====== Records supplied
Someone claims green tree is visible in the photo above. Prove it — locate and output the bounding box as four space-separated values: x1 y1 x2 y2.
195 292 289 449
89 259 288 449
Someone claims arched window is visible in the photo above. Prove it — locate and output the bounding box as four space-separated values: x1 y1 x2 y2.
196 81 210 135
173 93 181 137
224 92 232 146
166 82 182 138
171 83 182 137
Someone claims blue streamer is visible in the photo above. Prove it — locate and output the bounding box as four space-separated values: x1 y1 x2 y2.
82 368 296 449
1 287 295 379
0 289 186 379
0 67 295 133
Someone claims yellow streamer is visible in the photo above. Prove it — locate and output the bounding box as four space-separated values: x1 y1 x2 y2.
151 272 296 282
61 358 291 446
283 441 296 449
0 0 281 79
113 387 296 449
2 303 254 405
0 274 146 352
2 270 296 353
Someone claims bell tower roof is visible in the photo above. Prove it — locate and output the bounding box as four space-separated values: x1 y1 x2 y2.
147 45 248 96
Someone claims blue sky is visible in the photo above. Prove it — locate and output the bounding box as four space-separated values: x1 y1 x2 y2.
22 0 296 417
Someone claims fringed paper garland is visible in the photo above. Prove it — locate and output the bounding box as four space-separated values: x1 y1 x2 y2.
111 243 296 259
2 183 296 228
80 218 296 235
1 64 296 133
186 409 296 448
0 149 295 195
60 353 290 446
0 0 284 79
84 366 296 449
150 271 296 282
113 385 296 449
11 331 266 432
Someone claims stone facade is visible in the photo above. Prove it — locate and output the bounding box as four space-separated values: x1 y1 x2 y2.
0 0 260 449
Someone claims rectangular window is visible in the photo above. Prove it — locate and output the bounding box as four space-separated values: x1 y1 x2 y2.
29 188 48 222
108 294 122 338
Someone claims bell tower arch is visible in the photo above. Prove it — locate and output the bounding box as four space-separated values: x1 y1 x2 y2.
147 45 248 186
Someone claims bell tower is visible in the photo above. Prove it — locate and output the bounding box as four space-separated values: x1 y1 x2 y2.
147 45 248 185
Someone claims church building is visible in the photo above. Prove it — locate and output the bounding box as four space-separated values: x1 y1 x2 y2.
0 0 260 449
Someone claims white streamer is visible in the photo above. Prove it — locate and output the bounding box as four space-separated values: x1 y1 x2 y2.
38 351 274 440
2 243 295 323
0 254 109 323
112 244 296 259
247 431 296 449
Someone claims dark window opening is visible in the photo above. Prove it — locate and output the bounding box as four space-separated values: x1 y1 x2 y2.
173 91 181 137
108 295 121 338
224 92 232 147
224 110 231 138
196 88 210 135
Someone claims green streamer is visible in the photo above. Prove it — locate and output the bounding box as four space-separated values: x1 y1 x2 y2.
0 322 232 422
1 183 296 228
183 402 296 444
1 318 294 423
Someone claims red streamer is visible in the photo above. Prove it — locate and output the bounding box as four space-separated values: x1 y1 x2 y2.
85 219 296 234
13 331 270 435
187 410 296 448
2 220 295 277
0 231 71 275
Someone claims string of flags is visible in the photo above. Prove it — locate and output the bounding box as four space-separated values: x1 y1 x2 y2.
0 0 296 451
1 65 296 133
============
■ Description of the task ■
Could you retype the entire listing exactly?

■ Response area ■
Someone claims green tree is visible in the photo above. Prove it — locate and output the bounding box as four space-separated values: x1 y1 x2 y2.
195 292 289 449
89 259 288 449
Someone claims arched window is visible in the photo above. Prove it — locate and output the bounding box as four space-separated values: x1 y1 x2 y2.
196 81 210 135
173 93 181 137
224 92 232 146
166 82 182 138
171 83 182 137
Someone claims blue streamer is visible in the photo above. Prove it — locate and output the bounding box as four space-separated values: x1 y1 x2 y2.
82 368 296 449
1 287 295 379
0 289 186 379
0 67 295 133
Someone claims yellow streamer is visible in the photo above. Prove it — locate and output the bounding box as four space-separated values: x1 y1 x2 y2.
151 272 296 282
61 358 291 446
283 441 296 449
0 0 281 79
113 387 296 449
2 303 254 405
0 274 146 352
2 270 296 353
Someone claims bell tower roof is visible in the photo above. Prove it — locate and output the bounding box as four space-separated values: x1 y1 x2 y2.
147 45 248 96
Someone claims blue sky is visible in the photo above. Prove it — locate and output the bounding box as four space-separated values: x1 y1 x2 y2.
22 0 296 417
Someone claims fringed paper garland is visible in the photo above. Prove it — locate and output the bounding box as four space-separated values: x1 y1 x2 y2.
111 243 296 259
2 183 296 228
80 218 296 235
1 64 296 133
186 409 296 448
0 149 295 195
60 353 290 446
0 0 284 79
84 366 296 449
150 271 296 282
113 385 296 449
11 331 266 432
Someone claims stone facade is visible in the photo above. Prove it — locate and output the bounding box as four space-separated values: x1 y1 x2 y2.
0 0 260 449
Someone claims rectangular window is visible in the photo above. Prove it — locate and output the bounding box as four space-separated values: x1 y1 x2 y2.
29 188 48 222
108 294 122 338
Someone claims bell tower arch is visible in the photo above. Prove it — locate and output the bounding box as four space-separated values: x1 y1 x2 y2.
147 45 248 186
Someone claims bell tower is visible in the photo above. Prove it — locate and output the bounding box as four space-separated values: x1 y1 x2 y2.
147 45 248 185
Someone claims church building is visible in the photo above. Prove it — locate and output the bounding box as four space-separated values: x1 y1 x2 y2.
0 0 260 449
Someone claims white streamer is visible in the photo above. Prove it — locate and output the bounding box as four space-separated values: x1 y1 x2 y2.
38 351 274 440
2 243 295 323
0 254 109 323
112 244 296 259
247 431 296 449
Someone claims dark window opening is visible in the photo above. Prove it — locate and output the bounding box as four space-separated values: x1 y1 x2 y2.
173 91 181 137
108 295 121 338
224 92 232 147
224 110 231 138
196 88 210 135
Someone claims green streamer is visible in the photo above. Prove it — locate and output the bounding box as four space-separated values: x1 y1 x2 y2.
0 322 232 422
1 183 296 228
183 402 296 444
1 318 294 423
Someone claims red streamer is visible in the photo above. Prove it — locate and output the bounding box as four space-separated values: x1 y1 x2 y2.
85 219 296 234
13 331 270 435
187 410 296 448
2 220 295 277
0 231 71 275
Someone claims string of flags is visible in the photo above. Prove it — locate and output the bounding box as four space-separated values: x1 y1 x2 y2.
0 0 296 451
1 65 296 133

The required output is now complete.